PROBLEM SET ->
• a. Answer these questions from the text comparing s11n and Boost, one answer per line:
(i) What three things does Boost manage with its traits types?
(ii) In what tool are most of s11n's input handlers written?
(iii) What has kept the writer from coming to depend on Spirit?
• b. In the text comparing s11n and Boost, turn the paragraph beginning "That s11n and Boost both use traits types" into a short bulleted list that keeps its main facts.

EXTRACTED TEXT ->
_ _ _ _

Additionally, s11n's i/o model would inherently complicate such an addition, as discussed in section 18.4.

If a user is willing to stick with a single concrete data node type, such operators could of course be part of that API. i am not keen on the idea of adding them to the core node interface, however, even though in Boost's case i do consider them to be justified.

23.8 Serialization Traits

That s11n and Boost both use traits types to store information about serializable types is pure coincidence. We both use them for tying metadata to types for purposes of managing serialization, but we do completely different things with them. Boost manages, for example, pointer tracking, custom RTTI info, and data version number (a very clever place to put it, actually), whereas s11n mainly uses it for providing typedefs and (as of 1.1) access to class names (which is conceptually similar what Robert does with his RTTI info).

It was by reading the Boost documentation that i learned that s11n's proxying and traits approaches will only properly work on C++ platforms which fully/properly support partial template specialization. On others it might not choose the proper specialized types. i have no idea what compilers might be troublesome here. Not mine, anyway ;).

23.9 Efficiency

Again, Boost has s11n beat hands down on this, on all accounts.

One of the main reasons is that Boost uses parsers written using Boost::Spirit, a true wonder of technology which obsoletes tools like lex for C++ projects and generates code which compilers can theoretically optimize down to the last bit. The unfortunate fact is that most of s11n's input handlers are written in lex, and this includes a rather large amount of underlying support code to help lex code fit into the modern C++ world more satisfactorily. This is not something i'm proud of.

i would love to use Spirit in s11n, and have wanted to for over a year, but i always had problems building it on my boxes, and thus never came to depend on it. i hope to include Spirit-powered parsers in s11n someday, because Spirit is just too cool to overlook: http://spirit.sourceforge.net

To be clear, neither Boost nor s11n inherently rely on either Spirit or lex, or any other parser framework for that matter, but a serialization library without some form of included i/o support is pretty useless for most cases (but not all cases57!). This i/o support takes the form of some type of parser, but this is largely an implementation detail and normally need not intrude on clients at all.

_ _ _ _

SUPPLIED ENTRIES ->
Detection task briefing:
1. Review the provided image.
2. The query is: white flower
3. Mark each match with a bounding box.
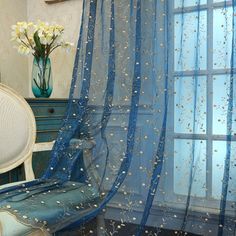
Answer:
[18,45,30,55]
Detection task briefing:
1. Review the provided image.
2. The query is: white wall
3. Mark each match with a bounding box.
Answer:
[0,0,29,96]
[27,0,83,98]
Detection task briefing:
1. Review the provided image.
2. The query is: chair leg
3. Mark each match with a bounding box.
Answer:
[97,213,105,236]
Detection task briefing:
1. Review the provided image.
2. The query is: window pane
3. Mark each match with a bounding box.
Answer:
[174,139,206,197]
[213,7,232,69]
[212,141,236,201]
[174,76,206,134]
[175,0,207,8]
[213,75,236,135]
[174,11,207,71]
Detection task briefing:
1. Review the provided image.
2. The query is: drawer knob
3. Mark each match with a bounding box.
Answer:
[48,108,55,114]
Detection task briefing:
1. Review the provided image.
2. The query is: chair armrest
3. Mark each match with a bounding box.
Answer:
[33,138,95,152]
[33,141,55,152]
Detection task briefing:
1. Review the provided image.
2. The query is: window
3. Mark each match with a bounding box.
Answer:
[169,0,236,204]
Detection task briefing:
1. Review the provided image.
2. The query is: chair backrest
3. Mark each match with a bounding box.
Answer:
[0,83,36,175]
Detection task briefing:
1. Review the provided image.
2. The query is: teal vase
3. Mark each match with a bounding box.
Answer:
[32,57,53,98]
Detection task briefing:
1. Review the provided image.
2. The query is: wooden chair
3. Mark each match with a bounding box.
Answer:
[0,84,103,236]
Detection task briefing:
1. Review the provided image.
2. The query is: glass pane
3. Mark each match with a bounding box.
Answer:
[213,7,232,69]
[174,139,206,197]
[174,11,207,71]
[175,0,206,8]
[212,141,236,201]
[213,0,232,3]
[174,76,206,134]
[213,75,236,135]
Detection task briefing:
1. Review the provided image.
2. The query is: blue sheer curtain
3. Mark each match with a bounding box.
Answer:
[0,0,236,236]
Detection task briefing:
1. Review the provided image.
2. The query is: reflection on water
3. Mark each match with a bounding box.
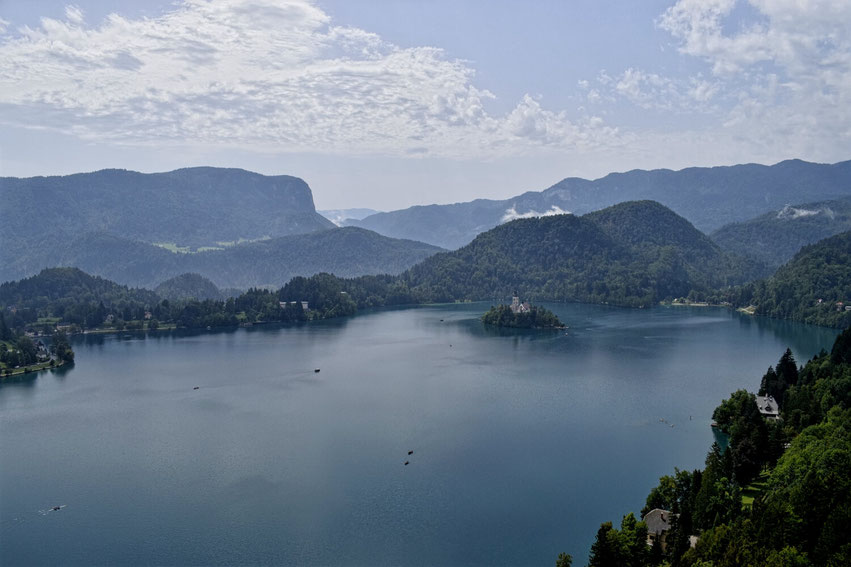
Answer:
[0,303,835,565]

_ _ _ _

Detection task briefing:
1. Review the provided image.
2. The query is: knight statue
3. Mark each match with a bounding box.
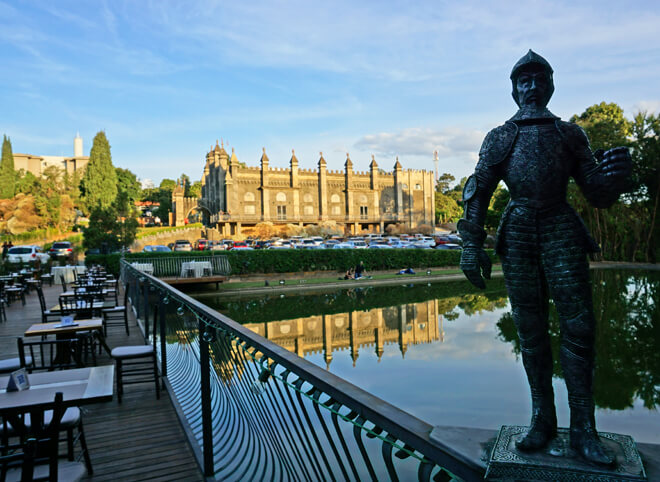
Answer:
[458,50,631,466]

_ _ _ _

RESPONSES PER TASK ->
• a.
(i) Pointer tracking, custom RTTI info, and data version number.
(ii) Lex.
(iii) The writer always had problems building it on their boxes.

• b.
- It is pure coincidence that s11n and Boost both use traits types.
- Both use them to tie metadata to types for managing serialization, but they do completely different things with them.
- Boost manages pointer tracking, custom RTTI info, and data version number with them.
- s11n mainly uses them for typedefs and, as of 1.1, access to class names, which is conceptually similar to what Robert does with his RTTI info.